— start of TEXT —

Rachel Amphlett, thriller writer and authorpreneur

When thriller writer Rachel Amphlett discovered that someone had created and published a reading guide and book catalog for her work and was charging readers to download it, she decided to take the matter into her own hands and create her own Readers’ Guide. Here she shares her process and the benefits, to help you do the same for your own back-catalog of books.

 

I like to think I look after my readers. I’ve always looked after my newsletter subscribers and social media followers and felt that the person selling this unofficial book was, to be honest, taking the [insert word here].

Time to take action.

Preparing the Official Reading Guide

image of Rachel Amphlett's book catalogue cover

Rachel Amphlett’s book catalog offers real value and interest to her readers, as well as boosting sales

I’d been thinking about creating an official guide to my books for about twelve months but what with writing and publishing at the rate I have been as well as the added juggling act that has been emigrating back from Australia to the UK, it simply hadn’t happened.

That unofficial guide kicked me into gear.

Planning-wise, I wanted to let readers get a feel for each of the books without alerting them to any spoilers. I’ve arranged the reading guide by provided two chapters from each book, starting with the series. At the back of the book are two separate sections. One lists all the books in series order, and the final section lists the books in publication order.

I use Vellum to create my books, so putting the Official Reading Guide together was an easy process.

Needless to say, my Official Reading Guide is free across all retailers so it’s more attractive to readers than the unofficial paid version, and I emailed KDP to have them remove the unofficial one so it doesn’t show up on my author page.

How an Official Reading Guide Can Inform Your Business

At the end of each excerpt, I provide some background information about the book and a link to that book’s page on my website. The reason for this is twofold:

  • I want readers to have a choice about where to buy my books from (including from my own stores)
  • I don’t want retailers sending me emails complaining I’ve got competitors’ links in my books

As a bonus, the analytics I can extrapolate from my website as I see how readers find my books and then click on different retailers’ sites is powerful demographic information I can use for advertising and future business development.

How I Use the Official Reading Guide in Marketing

For me, simply having the Official Reading Guide on retailers’ sites to drive away other publishers taking advantage of my intellectual property wasn’t the only goal behind this project.

I’ve been indie publishing since 2011 and currently have three series and three standalone books, so I wanted to create an at-a-glance checklist for readers new to my work as well as providing existing readers of one series a clue as to what else I’ve been up to.

I run separate mailing lists for each of my series, so this guide helps to engage those readers who might have discovered me via my Detective Kay Hunter series but who aren’t aware of my Dan Taylor espionage novels and gives them an opportunity to sample the novels before parting with their hard-earned cash.

— end of TEXT —
— start of ENTRIES SUPPLIED —

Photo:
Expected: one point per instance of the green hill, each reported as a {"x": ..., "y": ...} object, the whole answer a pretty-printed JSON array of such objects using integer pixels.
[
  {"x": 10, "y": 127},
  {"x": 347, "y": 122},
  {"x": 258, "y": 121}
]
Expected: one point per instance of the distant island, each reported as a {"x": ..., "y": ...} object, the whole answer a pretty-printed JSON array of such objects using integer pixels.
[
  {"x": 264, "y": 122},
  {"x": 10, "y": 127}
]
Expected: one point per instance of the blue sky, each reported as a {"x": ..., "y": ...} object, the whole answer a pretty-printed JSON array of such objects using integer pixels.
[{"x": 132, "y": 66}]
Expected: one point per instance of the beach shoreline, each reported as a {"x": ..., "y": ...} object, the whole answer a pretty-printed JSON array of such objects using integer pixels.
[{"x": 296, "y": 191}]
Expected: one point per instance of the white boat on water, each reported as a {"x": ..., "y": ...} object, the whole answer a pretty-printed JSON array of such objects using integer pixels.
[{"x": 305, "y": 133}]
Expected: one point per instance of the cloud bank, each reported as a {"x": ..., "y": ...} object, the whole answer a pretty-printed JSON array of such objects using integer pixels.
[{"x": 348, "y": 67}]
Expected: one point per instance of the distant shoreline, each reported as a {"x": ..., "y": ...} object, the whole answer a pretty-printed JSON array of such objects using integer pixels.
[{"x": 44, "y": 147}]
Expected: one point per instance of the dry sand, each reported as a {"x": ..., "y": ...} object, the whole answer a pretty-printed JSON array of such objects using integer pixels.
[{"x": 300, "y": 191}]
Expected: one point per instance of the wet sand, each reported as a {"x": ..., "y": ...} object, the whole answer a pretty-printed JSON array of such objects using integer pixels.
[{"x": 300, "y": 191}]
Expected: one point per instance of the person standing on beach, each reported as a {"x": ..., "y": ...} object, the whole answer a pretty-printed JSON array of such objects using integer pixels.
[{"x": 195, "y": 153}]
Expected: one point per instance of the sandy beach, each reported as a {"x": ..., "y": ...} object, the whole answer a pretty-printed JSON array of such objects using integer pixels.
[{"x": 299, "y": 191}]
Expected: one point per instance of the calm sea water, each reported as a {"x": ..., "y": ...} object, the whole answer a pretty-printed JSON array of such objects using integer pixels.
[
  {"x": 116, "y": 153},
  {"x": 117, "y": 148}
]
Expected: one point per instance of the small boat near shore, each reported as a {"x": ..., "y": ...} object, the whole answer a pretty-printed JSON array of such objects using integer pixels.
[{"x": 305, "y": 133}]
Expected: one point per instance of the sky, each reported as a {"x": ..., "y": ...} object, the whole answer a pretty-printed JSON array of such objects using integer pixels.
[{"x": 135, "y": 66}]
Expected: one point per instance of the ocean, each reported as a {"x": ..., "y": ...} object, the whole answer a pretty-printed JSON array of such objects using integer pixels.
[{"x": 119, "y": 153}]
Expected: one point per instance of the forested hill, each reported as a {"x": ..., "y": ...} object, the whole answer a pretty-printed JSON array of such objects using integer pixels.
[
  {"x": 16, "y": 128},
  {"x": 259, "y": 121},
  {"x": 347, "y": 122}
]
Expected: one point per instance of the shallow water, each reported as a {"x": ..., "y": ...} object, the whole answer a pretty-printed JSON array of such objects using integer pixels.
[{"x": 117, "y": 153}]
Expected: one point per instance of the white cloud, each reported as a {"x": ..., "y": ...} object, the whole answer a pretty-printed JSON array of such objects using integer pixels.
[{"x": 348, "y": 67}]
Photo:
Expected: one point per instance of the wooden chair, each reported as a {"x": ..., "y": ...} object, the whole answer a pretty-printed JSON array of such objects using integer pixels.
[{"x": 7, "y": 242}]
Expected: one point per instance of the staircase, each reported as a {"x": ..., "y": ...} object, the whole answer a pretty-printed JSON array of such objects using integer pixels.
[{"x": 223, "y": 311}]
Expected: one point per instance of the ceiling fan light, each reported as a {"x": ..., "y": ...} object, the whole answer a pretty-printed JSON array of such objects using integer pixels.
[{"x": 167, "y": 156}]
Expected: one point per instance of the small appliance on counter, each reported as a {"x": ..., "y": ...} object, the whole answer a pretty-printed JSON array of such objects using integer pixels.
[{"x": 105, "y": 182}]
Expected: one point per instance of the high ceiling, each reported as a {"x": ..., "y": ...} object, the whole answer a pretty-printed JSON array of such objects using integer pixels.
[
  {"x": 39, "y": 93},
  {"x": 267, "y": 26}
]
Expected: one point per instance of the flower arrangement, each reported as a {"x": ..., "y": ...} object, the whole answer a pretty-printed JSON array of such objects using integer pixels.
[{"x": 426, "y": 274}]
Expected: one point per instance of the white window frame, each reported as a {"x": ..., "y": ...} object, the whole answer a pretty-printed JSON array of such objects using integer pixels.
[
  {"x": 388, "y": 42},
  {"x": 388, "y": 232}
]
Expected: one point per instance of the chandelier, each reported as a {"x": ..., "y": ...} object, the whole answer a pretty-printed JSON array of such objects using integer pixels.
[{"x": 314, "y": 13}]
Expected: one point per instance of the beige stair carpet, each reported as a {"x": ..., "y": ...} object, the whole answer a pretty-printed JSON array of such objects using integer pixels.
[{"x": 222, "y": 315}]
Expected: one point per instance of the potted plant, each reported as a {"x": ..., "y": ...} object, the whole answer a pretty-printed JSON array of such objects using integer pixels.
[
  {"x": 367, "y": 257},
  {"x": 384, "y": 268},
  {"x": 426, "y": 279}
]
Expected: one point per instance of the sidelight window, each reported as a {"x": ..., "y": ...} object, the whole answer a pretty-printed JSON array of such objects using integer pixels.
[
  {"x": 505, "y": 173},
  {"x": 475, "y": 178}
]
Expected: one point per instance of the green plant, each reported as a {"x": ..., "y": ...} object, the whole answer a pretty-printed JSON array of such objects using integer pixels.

— end of ENTRIES SUPPLIED —

TASK INSTRUCTIONS
**A)** According to the article, what software does the author use to create her books?
**B)** Does the article support each statement? (i) The Official Reading Guide is sold for a price on retailers' sites. (ii) The last section of the guide lists the books in publication order. (iii) The author runs a single mailing list for all of her series.
**C)** Using the article, explain why the author links each excerpt to that book's page on her own website.
Base every answer on the article alone.

WRITTEN ANSWERS
**A)** Vellum.

**B)**
(i) No: "my Official Reading Guide is free across all retailers"
(ii) Yes: "the final section lists the books in publication order"
(iii) No: "I run separate mailing lists for each of my series"

**C)** She gives two reasons. She wants readers to be able to choose where to buy her books, including from her own stores. She also doesn't want retailers emailing her to complain about competitors' links in her books.